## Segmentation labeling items
▼
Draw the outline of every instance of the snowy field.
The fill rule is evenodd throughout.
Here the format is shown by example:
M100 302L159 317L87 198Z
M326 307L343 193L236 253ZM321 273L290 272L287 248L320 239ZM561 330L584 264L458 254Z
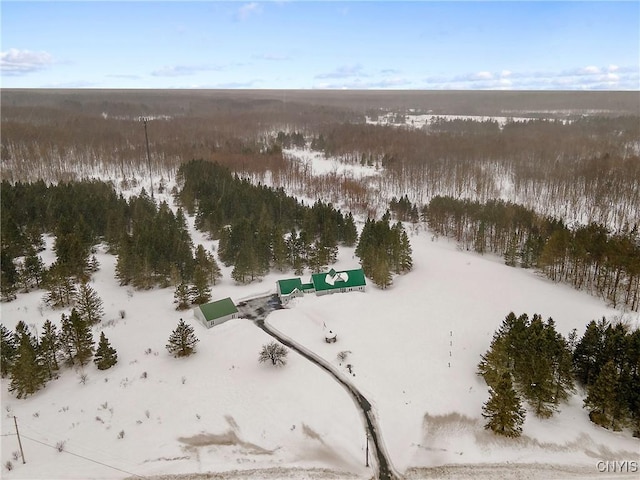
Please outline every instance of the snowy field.
M451 120L472 120L474 122L496 122L500 128L504 127L509 122L527 122L529 120L535 120L530 117L496 117L485 115L433 115L429 113L408 113L407 115L401 115L403 123L397 123L399 118L396 113L386 113L384 115L378 115L377 118L365 117L365 121L371 125L392 125L402 126L409 128L425 128L434 122L438 121L451 121Z
M193 229L192 218L189 223L195 245L214 247ZM411 243L414 270L392 288L307 296L268 318L334 364L372 402L395 469L412 479L633 478L598 472L600 460L638 461L640 441L591 424L581 394L549 420L528 414L520 439L486 432L480 412L488 392L475 369L510 311L553 317L564 335L573 328L581 335L602 316L638 325L638 315L499 258L460 251L428 231L414 231ZM47 245L43 259L50 263L51 239ZM91 285L105 317L94 338L104 331L119 362L106 371L93 364L63 370L23 400L8 393L4 379L2 478L371 478L359 411L331 377L293 353L282 369L259 364L258 352L271 339L249 320L207 330L191 312L174 310L173 289L119 287L115 257L102 246L97 257L100 270ZM353 249L341 249L337 269L357 264ZM277 279L292 275L274 272L238 286L231 269L222 268L213 297L236 302L273 292ZM46 319L59 325L68 310L49 309L43 295L19 294L1 304L2 323L13 329L24 320L36 330ZM187 359L165 349L180 318L200 339ZM337 332L337 343L325 343L324 328ZM342 351L349 353L340 362ZM24 465L13 459L14 416ZM11 471L4 469L8 460ZM198 475L208 472L219 475Z

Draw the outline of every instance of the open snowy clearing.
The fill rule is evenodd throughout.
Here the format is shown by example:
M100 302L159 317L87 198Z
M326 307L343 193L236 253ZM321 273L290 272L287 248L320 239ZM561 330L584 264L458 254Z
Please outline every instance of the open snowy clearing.
M170 201L166 193L157 197ZM215 246L188 221L195 245ZM597 462L638 460L638 439L591 424L581 395L550 420L528 415L520 439L495 437L482 426L488 392L475 375L480 354L510 311L553 317L564 335L573 328L582 334L602 316L637 325L638 314L610 309L501 259L462 252L424 230L415 231L411 243L414 270L389 290L370 285L366 293L310 295L268 318L339 368L373 403L396 470L406 478L614 478L599 473ZM50 263L50 238L47 246L42 256ZM84 372L63 370L24 400L8 393L3 380L0 460L14 467L3 468L3 478L371 477L362 419L331 377L293 353L282 369L258 364L260 347L271 339L249 320L207 330L190 311L174 310L173 289L120 287L115 257L103 246L97 257L100 271L91 285L105 317L94 338L104 331L119 363L103 372L93 364ZM335 268L357 262L353 249L343 248ZM230 296L237 303L274 292L277 279L293 275L273 272L238 286L230 271L223 267L214 299ZM68 310L44 306L43 294L1 304L3 324L59 324ZM200 339L197 354L187 359L164 348L180 318ZM325 327L337 332L337 343L325 342ZM349 353L340 362L342 351ZM13 458L14 416L25 465Z

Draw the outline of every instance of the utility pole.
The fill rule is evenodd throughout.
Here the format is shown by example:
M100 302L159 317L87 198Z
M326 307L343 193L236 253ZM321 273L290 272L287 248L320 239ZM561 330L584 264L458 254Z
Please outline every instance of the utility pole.
M147 117L142 117L144 122L144 138L147 142L147 164L149 165L149 183L151 186L151 200L153 200L153 177L151 176L151 153L149 152L149 135L147 134Z
M13 416L13 423L16 425L16 435L18 436L18 445L20 445L20 455L22 456L22 463L25 464L27 462L24 461L24 451L22 450L22 441L20 441L20 432L18 431L18 419L16 416Z
M365 467L369 466L369 432L367 432L367 453L366 453L366 464Z

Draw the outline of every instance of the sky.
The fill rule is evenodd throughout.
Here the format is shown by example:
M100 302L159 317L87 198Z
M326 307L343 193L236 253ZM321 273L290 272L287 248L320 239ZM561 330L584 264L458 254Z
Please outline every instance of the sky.
M640 90L637 1L0 2L2 88Z

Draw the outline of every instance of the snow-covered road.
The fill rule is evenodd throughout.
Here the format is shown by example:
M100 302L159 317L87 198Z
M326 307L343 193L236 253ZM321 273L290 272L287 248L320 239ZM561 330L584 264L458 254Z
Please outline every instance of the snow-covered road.
M289 347L291 350L297 352L302 357L326 371L349 392L355 404L362 412L362 417L366 425L367 438L370 439L373 444L371 451L377 465L376 478L378 480L394 480L400 478L400 475L393 468L393 465L389 460L389 454L384 447L384 441L380 435L380 428L378 427L378 422L372 409L371 402L369 402L369 400L367 400L367 398L351 382L347 381L340 372L338 372L326 360L320 358L311 350L303 347L298 342L284 335L269 324L267 321L269 314L274 310L279 310L281 308L282 305L280 304L280 300L277 295L253 298L246 302L241 302L238 305L238 309L243 317L253 320L256 326L262 329L265 333L271 335L278 342Z

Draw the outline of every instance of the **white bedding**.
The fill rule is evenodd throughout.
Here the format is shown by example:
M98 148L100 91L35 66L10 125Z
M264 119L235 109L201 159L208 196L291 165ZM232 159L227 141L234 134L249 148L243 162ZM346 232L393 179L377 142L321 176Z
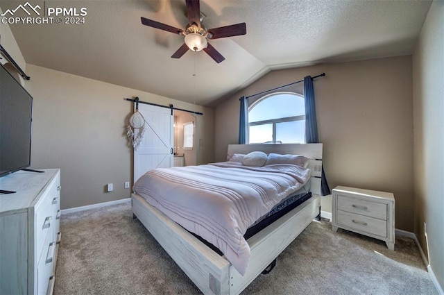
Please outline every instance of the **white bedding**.
M187 230L213 244L244 275L247 228L301 187L310 170L282 164L246 167L236 162L150 170L133 190Z

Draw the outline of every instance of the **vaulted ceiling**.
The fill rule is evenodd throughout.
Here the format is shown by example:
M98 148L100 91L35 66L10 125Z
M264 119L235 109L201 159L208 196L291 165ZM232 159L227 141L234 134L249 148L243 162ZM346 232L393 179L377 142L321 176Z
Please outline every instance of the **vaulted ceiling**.
M4 12L24 2L2 0L0 7ZM171 58L183 36L142 24L144 17L185 28L185 0L31 3L44 13L85 8L87 15L85 24L57 24L54 17L53 24L10 24L26 63L203 106L273 69L410 54L431 4L201 0L207 28L246 23L246 35L210 41L225 58L217 64L203 51Z

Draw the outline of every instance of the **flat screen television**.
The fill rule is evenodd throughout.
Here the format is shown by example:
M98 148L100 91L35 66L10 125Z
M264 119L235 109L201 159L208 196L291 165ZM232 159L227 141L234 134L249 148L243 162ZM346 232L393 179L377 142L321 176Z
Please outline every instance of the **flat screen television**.
M1 65L0 177L31 165L33 97Z

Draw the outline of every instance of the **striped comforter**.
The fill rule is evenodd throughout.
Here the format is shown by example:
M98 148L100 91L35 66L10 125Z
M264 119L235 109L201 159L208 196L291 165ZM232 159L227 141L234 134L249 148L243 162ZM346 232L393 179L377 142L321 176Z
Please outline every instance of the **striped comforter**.
M300 188L310 170L292 165L257 167L225 162L155 169L133 190L187 230L213 244L244 275L247 228Z

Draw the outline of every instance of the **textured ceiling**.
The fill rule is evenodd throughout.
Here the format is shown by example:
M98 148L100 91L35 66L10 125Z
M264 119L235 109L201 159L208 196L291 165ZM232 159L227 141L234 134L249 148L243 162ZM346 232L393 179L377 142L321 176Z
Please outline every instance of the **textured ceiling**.
M0 7L5 12L24 3L1 0ZM216 64L203 51L171 58L183 37L141 24L144 17L185 28L185 0L31 3L84 7L87 15L81 24L10 24L26 63L204 106L273 69L410 54L431 4L201 0L207 28L247 26L245 35L210 41L225 58Z

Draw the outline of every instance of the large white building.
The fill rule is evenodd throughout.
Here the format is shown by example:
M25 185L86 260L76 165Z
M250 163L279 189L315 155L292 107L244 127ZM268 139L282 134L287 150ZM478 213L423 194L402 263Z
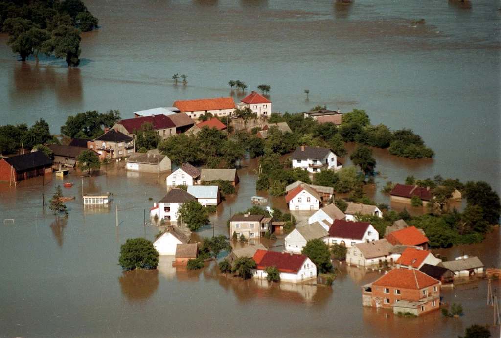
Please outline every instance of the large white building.
M276 266L281 282L316 281L317 266L306 255L258 250L253 258L257 264L254 278L265 279L268 275L265 272L266 267Z
M239 109L246 107L250 108L259 118L268 118L272 114L272 102L256 92L252 92L238 104Z
M291 155L293 168L301 168L314 173L329 169L338 170L343 165L334 152L328 148L300 146Z
M156 215L159 220L177 222L177 210L181 205L185 202L194 199L194 196L182 189L173 189L158 203L153 203L153 207L150 211L150 215L154 217Z

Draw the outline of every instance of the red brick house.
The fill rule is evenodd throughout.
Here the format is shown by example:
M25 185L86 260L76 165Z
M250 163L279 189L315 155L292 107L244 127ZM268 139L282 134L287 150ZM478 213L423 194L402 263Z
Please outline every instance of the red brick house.
M415 226L410 226L398 231L392 232L385 237L388 241L396 245L403 244L413 246L421 246L424 250L428 250L428 238L424 232Z
M438 280L412 267L397 267L362 287L362 303L421 315L440 308L440 285Z
M34 151L0 160L0 181L14 182L52 173L52 160L41 151Z

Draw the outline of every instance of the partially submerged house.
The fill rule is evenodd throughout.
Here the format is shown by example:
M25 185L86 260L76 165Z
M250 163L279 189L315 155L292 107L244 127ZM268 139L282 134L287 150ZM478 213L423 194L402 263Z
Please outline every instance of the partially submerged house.
M167 187L175 188L178 185L189 186L200 183L201 172L189 163L184 163L167 177Z
M0 181L17 184L31 177L52 173L52 160L41 151L34 151L0 160Z
M424 250L428 250L428 239L421 229L417 229L415 226L402 229L392 232L385 237L388 241L395 245L412 245L421 246Z
M328 148L300 146L290 158L293 168L301 168L312 173L327 169L337 170L343 167L337 156Z
M127 170L145 173L160 173L170 170L170 159L164 155L147 152L132 153L126 160Z
M236 169L202 169L200 179L202 182L212 182L216 180L229 181L231 184L236 186L238 184L238 175Z
M174 255L178 244L189 243L189 235L179 228L169 226L153 241L153 246L161 255Z
M276 266L282 282L316 281L317 266L306 255L258 250L253 258L257 265L254 278L266 278L268 274L265 269L268 266Z
M347 221L355 220L355 216L358 215L375 216L380 218L383 218L383 213L377 206L361 203L348 203L345 214L346 215Z
M377 240L379 234L368 222L335 220L329 229L329 244L351 247L357 243Z
M454 260L441 262L437 264L449 269L455 277L472 276L483 273L483 263L477 257L460 257Z
M182 189L173 189L158 203L153 203L153 207L150 210L150 215L154 217L156 215L159 220L177 222L177 210L181 205L195 199L195 196Z
M286 251L301 253L307 242L312 239L320 239L328 244L329 232L318 222L292 230L284 240Z
M346 215L344 213L339 210L334 203L324 207L317 212L315 213L308 218L308 223L311 224L315 222L320 223L324 228L329 231L331 225L336 219L344 219Z
M300 185L289 191L285 200L290 210L318 210L320 208L321 197L308 186Z
M221 202L221 194L217 185L190 185L188 193L195 196L203 206L218 205Z
M395 268L362 287L362 304L419 316L440 308L440 285L439 281L412 267Z

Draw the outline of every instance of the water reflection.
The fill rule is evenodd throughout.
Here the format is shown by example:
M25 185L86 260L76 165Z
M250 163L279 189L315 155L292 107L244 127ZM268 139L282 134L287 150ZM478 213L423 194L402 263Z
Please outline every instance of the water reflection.
M118 277L122 293L129 300L147 299L158 288L158 271L141 270L123 271Z
M64 229L68 224L68 218L63 217L61 218L59 221L54 221L51 223L51 230L52 231L52 235L56 239L58 245L60 247L63 247L63 241L64 238Z
M82 79L78 68L57 69L39 64L22 63L14 67L16 90L13 100L35 102L39 95L52 91L59 103L74 105L82 101Z

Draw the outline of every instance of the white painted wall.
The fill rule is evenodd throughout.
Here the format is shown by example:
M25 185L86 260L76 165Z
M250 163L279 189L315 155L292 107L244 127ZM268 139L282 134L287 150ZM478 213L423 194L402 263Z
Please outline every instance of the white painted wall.
M166 179L167 186L173 187L184 184L187 186L193 185L193 177L181 170L180 168L171 173Z
M310 202L308 201L310 198ZM296 207L298 207L296 208ZM320 201L308 191L303 190L294 196L289 202L290 210L318 210L320 208Z
M176 246L182 242L170 232L166 232L153 243L153 246L161 255L176 254Z

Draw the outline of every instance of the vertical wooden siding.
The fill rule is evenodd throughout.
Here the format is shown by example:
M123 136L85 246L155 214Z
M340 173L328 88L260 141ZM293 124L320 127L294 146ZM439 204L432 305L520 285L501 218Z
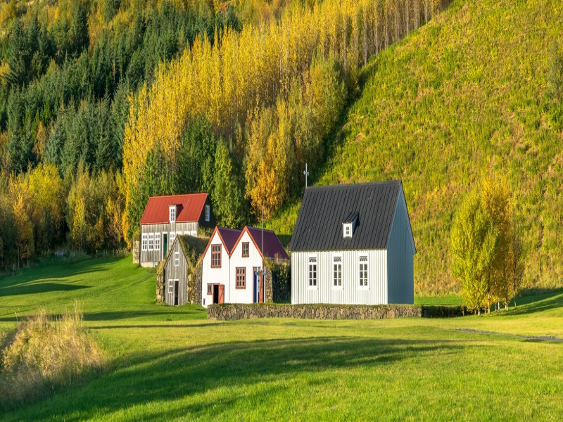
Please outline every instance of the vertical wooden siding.
M405 196L399 195L387 245L389 303L415 302L414 250Z
M174 265L174 252L179 252L178 266ZM188 301L188 261L184 255L182 245L179 241L174 242L172 248L170 251L168 260L164 267L165 269L165 289L164 301L168 305L174 305L174 291L169 293L170 280L179 280L178 283L178 305L185 305ZM174 288L172 283L172 290Z
M317 255L317 288L309 289L309 257ZM333 288L333 256L342 255L342 289ZM368 257L369 288L360 286L360 256ZM387 303L387 251L294 252L291 254L291 303Z
M140 243L140 248L141 248L141 255L140 255L140 262L141 264L149 262L149 263L154 263L154 262L160 262L163 260L163 259L165 257L163 257L163 233L166 233L168 234L168 243L170 244L170 233L172 231L172 233L186 233L186 234L195 231L197 233L198 231L198 223L165 223L163 224L145 224L144 226L141 226L141 241ZM149 234L149 233L155 233L155 234L160 234L160 248L159 250L143 250L143 234ZM168 248L170 249L170 248Z

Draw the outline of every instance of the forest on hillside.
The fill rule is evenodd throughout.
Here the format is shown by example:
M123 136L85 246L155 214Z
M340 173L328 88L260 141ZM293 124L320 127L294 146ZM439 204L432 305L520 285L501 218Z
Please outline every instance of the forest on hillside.
M0 6L0 267L130 245L149 196L217 219L297 195L368 59L445 0Z

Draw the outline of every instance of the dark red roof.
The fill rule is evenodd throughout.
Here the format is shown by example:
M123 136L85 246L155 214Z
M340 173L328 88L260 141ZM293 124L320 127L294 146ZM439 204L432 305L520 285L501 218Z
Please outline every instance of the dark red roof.
M141 219L141 225L167 223L170 205L177 207L176 222L190 223L199 221L206 200L207 193L151 196L148 198Z
M282 242L276 236L276 234L271 230L264 230L264 250L262 250L262 229L255 227L246 226L245 229L248 230L252 240L258 250L262 253L262 256L268 258L277 258L278 260L289 260L286 250L282 245Z
M217 231L223 240L227 252L230 254L242 231L236 229L226 229L224 227L217 227ZM212 236L211 237L213 238L213 236Z

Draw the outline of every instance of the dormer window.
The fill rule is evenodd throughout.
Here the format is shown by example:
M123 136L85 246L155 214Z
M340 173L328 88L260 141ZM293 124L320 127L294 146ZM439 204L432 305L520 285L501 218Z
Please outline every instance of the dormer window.
M353 212L348 214L342 222L342 237L351 238L354 236L354 231L358 225L358 212Z
M344 233L343 234L343 236L346 237L352 237L352 223L346 223L343 224Z

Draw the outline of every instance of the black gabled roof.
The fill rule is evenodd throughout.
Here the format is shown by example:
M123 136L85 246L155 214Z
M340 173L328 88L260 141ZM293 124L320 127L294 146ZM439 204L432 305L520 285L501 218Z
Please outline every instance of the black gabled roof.
M386 248L401 191L400 180L307 188L289 250ZM344 238L342 223L356 212L354 236Z

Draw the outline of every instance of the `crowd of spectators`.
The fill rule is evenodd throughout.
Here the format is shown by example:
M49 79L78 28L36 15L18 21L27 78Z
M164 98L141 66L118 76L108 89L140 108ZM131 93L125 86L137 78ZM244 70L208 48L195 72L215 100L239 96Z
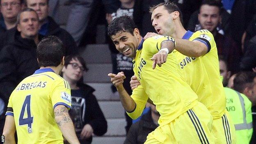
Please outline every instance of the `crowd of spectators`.
M78 48L94 42L93 40L88 42L87 39L95 39L97 25L105 25L107 27L115 18L125 15L133 18L143 37L148 32L155 32L149 7L168 1L66 0L63 4L62 0L0 0L0 133L11 93L22 80L39 68L35 52L37 45L43 37L48 35L59 37L66 49L66 56L71 55L66 58L63 76L71 87L71 94L74 96L72 101L77 103L77 106L72 110L78 114L73 117L80 140L84 143L90 143L93 133L97 135L105 133L107 122L93 94L94 89L80 80L87 68L82 58L75 55ZM252 76L247 81L245 80L245 78L249 78L246 75L256 73L256 1L169 1L175 2L180 7L183 14L183 25L187 30L194 32L207 29L213 33L219 56L223 60L220 64L225 62L224 69L226 69L220 70L221 73L226 72L222 75L224 86L247 96L251 103L252 114L255 114L256 79ZM57 14L61 5L71 8L66 25L63 27L58 24L60 17ZM124 85L130 95L132 90L129 82L130 78L133 75L132 60L117 51L111 39L105 36L106 43L109 44L111 52L112 72L124 72L128 78ZM73 72L76 73L75 78L70 73L72 71L77 71ZM245 71L251 71L251 74L241 72ZM238 88L244 83L251 85ZM112 89L117 94L114 88ZM147 133L144 131L149 133L157 126L155 117L153 117L157 114L153 106L150 107L149 112L134 124L130 131L132 121L126 116L128 136L126 143L143 143L146 137L141 134ZM256 115L252 116L254 125L251 144L256 143ZM149 123L149 126L141 123ZM143 130L143 127L148 129ZM131 142L135 141L137 142Z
▲
## TASK TO CARRY OUT
Take the rows starting with the line that contains "Draw the outline of every instance of the dormer" and going on through the line that contains "M344 233L343 234L343", and write them out again with "attic window" substituted for "dormer window" and everything else left unchanged.

## SOLUTION FOR THIS PROBLEM
Draw the outline of every instance of the attic window.
The fill rule is evenodd throughout.
Here the format is shown by example:
M123 136L85 246L155 214Z
M340 173L328 88L260 141ZM293 124L320 127L294 146ZM439 204L432 305L520 285L501 218Z
Please outline every instance of the attic window.
M353 212L348 214L342 222L342 237L351 238L354 236L354 231L358 225L358 212Z
M344 233L343 234L343 236L346 237L352 237L352 223L346 223L343 224Z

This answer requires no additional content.